On Being a Published Author

December 22, 2015 | By | 4 Replies More

Harvey Port 02I didn’t have high expectations when I entered the women’s fiction division of the Tampa Area Romance Writer’s Contest. All I really wanted was some quality feedback on the first draft of the manuscript I had recently finished. And, truth be told, I needed a distraction.

The agent I had signed with a couple of months earlier was shopping a manuscript that I had previously written, and all those big, New York City editors reading my work was All. I. Could. Think. About.

A few weeks later (during which I had been editing said manuscript daily), I received that fabulous feedback I had been looking for—along with the news that Dear Carolina was a finalist in the TARA. A few weeks after that I also received an email that Dear Carolina had won the contest! I was thrilled, of course, but, as I continued reading, that thrilled turned into elated. An editor at Berkley Books, a division of Penguin Random House, had requested my manuscript.

My agent, of course, zipped the manuscript right over. Then we waited. And it seemed like a good time to start biting my nails if I was going to. Every time I opened my email for what seemed like the three longest months of my life, I knew that there could be a message waiting that would either make me jump-up-and-down excited or snuggle-up-with-a-pint-of-Haagen-Daz disappointed.

WRITTEN INSTRUCTION A:
In the blog post about becoming a published author, which publisher did the editor who requested the manuscript work for?
The blog post above is unrelated to the dataset rows.

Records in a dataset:
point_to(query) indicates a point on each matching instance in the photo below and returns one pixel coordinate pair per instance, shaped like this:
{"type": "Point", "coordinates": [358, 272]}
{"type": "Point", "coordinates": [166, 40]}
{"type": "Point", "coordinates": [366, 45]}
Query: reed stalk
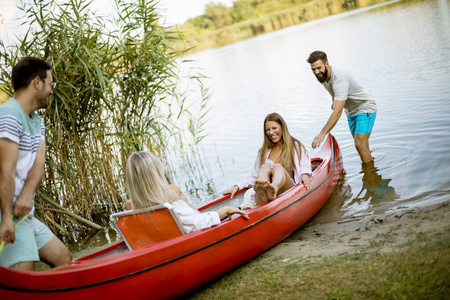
{"type": "Point", "coordinates": [117, 93]}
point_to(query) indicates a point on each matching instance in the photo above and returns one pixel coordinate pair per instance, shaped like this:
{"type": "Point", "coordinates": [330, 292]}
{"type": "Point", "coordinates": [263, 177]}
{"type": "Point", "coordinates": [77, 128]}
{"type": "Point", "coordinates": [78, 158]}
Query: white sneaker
{"type": "Point", "coordinates": [249, 200]}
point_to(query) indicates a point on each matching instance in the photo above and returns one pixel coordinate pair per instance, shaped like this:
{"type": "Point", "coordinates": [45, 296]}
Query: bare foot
{"type": "Point", "coordinates": [271, 190]}
{"type": "Point", "coordinates": [261, 193]}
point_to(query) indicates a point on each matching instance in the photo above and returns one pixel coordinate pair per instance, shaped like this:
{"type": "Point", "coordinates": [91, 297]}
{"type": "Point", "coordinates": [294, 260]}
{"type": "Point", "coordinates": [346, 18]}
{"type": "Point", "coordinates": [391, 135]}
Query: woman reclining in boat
{"type": "Point", "coordinates": [148, 186]}
{"type": "Point", "coordinates": [281, 163]}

WRITTEN INSTRUCTION B:
Rewrite every dataset row, changing "shaped like this" to "in this format" and keeping everything else the same. Leave the pictures out of your answer.

EXERCISE RESPONSE A:
Berkley Books, a division of Penguin Random House.

EXERCISE RESPONSE B:
point_to(query) indicates a point on each matching instance in the photo below and returns one pixel coordinate pair per instance, in this format:
{"type": "Point", "coordinates": [358, 272]}
{"type": "Point", "coordinates": [166, 40]}
{"type": "Point", "coordinates": [366, 45]}
Query: reed stalk
{"type": "Point", "coordinates": [117, 93]}
point_to(query) indicates a point on each matching instance in the photo above and returns one pixel coordinate pair per instance, in this format:
{"type": "Point", "coordinates": [330, 292]}
{"type": "Point", "coordinates": [263, 177]}
{"type": "Point", "coordinates": [77, 128]}
{"type": "Point", "coordinates": [78, 158]}
Query: white sneaker
{"type": "Point", "coordinates": [249, 200]}
point_to(query) indicates a point on each matching instance in the photo above and returns one pixel coordinate pair per instance, in this format:
{"type": "Point", "coordinates": [45, 296]}
Query: bare foot
{"type": "Point", "coordinates": [271, 190]}
{"type": "Point", "coordinates": [261, 193]}
point_to(query) indicates a point on each matching instance in the photo above and returns one pixel coordinate pair per instance, in this format:
{"type": "Point", "coordinates": [91, 297]}
{"type": "Point", "coordinates": [294, 260]}
{"type": "Point", "coordinates": [346, 18]}
{"type": "Point", "coordinates": [391, 135]}
Query: woman reclining in boat
{"type": "Point", "coordinates": [148, 186]}
{"type": "Point", "coordinates": [281, 163]}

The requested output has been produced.